WHAT THE TASK REQUIRES
Rewrite the entire listing below as a numbered list, skipping any blank lines. Leave the pictures out.

SUPPLIED RECORDS
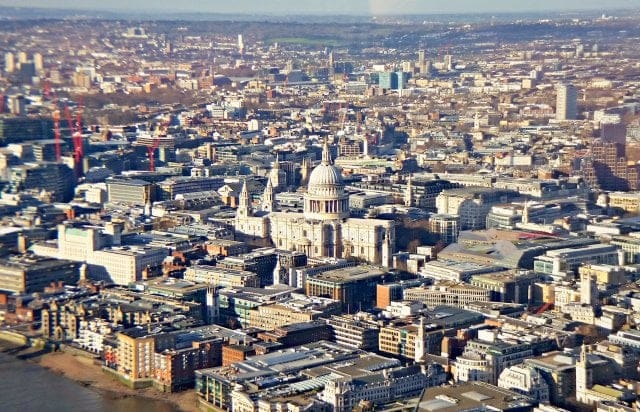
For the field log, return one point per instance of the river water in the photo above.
(26, 387)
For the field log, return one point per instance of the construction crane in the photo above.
(151, 150)
(76, 138)
(56, 129)
(47, 89)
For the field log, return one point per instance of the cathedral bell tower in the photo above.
(244, 206)
(268, 202)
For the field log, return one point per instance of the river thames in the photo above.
(25, 386)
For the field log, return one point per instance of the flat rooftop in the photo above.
(347, 274)
(471, 395)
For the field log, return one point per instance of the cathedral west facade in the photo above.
(324, 229)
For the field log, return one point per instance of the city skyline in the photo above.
(356, 7)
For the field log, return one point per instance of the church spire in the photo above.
(408, 196)
(244, 206)
(267, 198)
(326, 154)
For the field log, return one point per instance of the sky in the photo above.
(360, 7)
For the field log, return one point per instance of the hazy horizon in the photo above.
(351, 7)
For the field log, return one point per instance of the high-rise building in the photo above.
(388, 80)
(38, 61)
(448, 62)
(608, 169)
(9, 62)
(23, 57)
(240, 44)
(422, 62)
(566, 102)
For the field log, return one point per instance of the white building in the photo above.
(325, 228)
(101, 250)
(525, 380)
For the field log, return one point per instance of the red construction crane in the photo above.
(56, 129)
(76, 138)
(151, 150)
(47, 89)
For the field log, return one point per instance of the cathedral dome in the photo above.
(325, 197)
(325, 175)
(326, 179)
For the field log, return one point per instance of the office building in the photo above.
(411, 340)
(221, 277)
(566, 102)
(472, 204)
(54, 178)
(447, 293)
(296, 310)
(354, 287)
(525, 380)
(106, 259)
(29, 274)
(134, 192)
(357, 331)
(473, 396)
(445, 226)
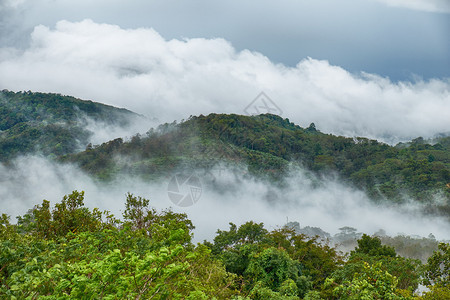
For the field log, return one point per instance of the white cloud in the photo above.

RESULT
1. For the field log, return one point per instance of the river water in the photo above.
2. (26, 387)
3. For the field log, return one point per instance of the construction crane in the photo above.
4. (151, 150)
5. (76, 138)
6. (56, 129)
7. (47, 89)
8. For the field log, return one point per instance of the cathedral bell tower in the photo above.
9. (244, 206)
10. (268, 202)
11. For the field log, return one point per instance of the river thames in the photo above.
12. (25, 386)
13. For the field log, return one point per instance of the flat rooftop in the photo above.
14. (347, 274)
15. (471, 395)
16. For the field log, return one point per instance of the cathedral west facade in the photo above.
17. (324, 229)
18. For the field log, return one point per instance of the city skyline in the photo above.
19. (356, 7)
20. For the field log, return one point per instance of the church spire in the photo above.
21. (408, 196)
22. (244, 206)
23. (267, 198)
24. (326, 154)
25. For the field log, return one point per instance of the sky in the photo above.
26. (360, 7)
27. For the field log, return one point per instance of the hazy horizon in the photo above.
28. (351, 7)
29. For the field log, return one point per instance of the high-rise building in the photo above.
30. (388, 80)
31. (38, 61)
32. (448, 62)
33. (608, 169)
34. (9, 62)
35. (23, 57)
36. (240, 44)
37. (422, 62)
38. (566, 102)
39. For the field log, return one point per instance of the white building in the photo above.
40. (325, 228)
41. (101, 250)
42. (525, 380)
43. For the field log, return one point per instance of the red construction crane in the photo above.
44. (56, 129)
45. (76, 138)
46. (151, 150)
47. (47, 89)
48. For the field log, return one point per instance of the cathedral dome in the photo above.
49. (325, 197)
50. (325, 175)
51. (326, 179)
52. For the field log, return one point per instance of the office building in the photo above.
53. (411, 340)
54. (221, 277)
55. (566, 102)
56. (472, 204)
57. (54, 178)
58. (447, 293)
59. (296, 310)
60. (354, 287)
61. (525, 380)
62. (106, 259)
63. (29, 274)
64. (134, 192)
65. (357, 331)
66. (473, 396)
67. (445, 226)
68. For the field log, return one point per instance of the white cloud in the photo above.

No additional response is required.